Goal: Rewrite all the rows below, swapping each "football" for "soccer" and keeping everything else the same.

# # # #

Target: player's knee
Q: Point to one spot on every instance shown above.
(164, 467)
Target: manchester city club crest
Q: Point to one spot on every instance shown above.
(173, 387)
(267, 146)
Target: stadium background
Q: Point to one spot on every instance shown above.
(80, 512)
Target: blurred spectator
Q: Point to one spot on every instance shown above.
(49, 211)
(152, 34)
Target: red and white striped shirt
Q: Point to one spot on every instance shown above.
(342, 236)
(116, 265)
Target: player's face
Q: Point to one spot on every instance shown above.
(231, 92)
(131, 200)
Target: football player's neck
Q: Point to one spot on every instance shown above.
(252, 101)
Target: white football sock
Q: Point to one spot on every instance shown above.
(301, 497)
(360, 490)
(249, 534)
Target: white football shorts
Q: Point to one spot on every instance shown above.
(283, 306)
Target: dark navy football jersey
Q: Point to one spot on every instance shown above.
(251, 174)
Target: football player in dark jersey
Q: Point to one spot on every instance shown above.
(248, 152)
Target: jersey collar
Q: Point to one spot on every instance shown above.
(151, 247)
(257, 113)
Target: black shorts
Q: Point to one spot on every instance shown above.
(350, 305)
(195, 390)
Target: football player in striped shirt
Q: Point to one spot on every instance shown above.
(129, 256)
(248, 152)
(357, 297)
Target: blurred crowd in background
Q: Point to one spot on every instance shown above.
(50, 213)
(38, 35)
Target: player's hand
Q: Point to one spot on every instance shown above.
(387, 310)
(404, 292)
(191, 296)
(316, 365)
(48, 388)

# # # #

Solution below:
Target: player's knee
Q: Point to one spot on every instance shown above.
(164, 467)
Target: manchester city club crest
Q: Point to one spot on every instance shown above.
(173, 387)
(267, 146)
Target: stadium background
Q: Point to one spot on every instance shown above.
(80, 512)
Target: blurred spectator
Q: Point to one spot on every instance shown above.
(49, 211)
(152, 34)
Target: red and white striped shirt
Q: Point to one spot on every instance shown above.
(342, 236)
(116, 265)
Target: player's face
Q: Point to one spot on every instance shown above.
(231, 92)
(131, 200)
Target: soccer player's neck
Q: Point to one spot on every instance shown above.
(252, 101)
Target: white soccer sock
Q: Point to one spot on every instance shown above.
(301, 497)
(360, 490)
(249, 534)
Target: white soccer shorts
Q: Point to one spot on every instance shown above.
(283, 306)
Target: dark navy soccer jersey
Q: Point to one spot on every instance shown above.
(251, 174)
Target: soccer player in dark jersey
Q: Point to one spot on every instance shown above.
(248, 152)
Target: jersey collar
Q: Point to one spot on every instance shown above.
(151, 247)
(257, 113)
Target: black shorts
Q: Point to one spot on every instance shown above.
(350, 305)
(195, 390)
Target: soccer player in striped shirt
Q: Point to one spot on every instance shown above.
(129, 256)
(248, 152)
(357, 297)
Target: blurred crowd in background
Q: Point to one spot on every instance shown above.
(50, 213)
(38, 35)
Target: player's hand
Q: Point to one spot on every instance shown above.
(387, 310)
(404, 292)
(191, 296)
(316, 365)
(48, 388)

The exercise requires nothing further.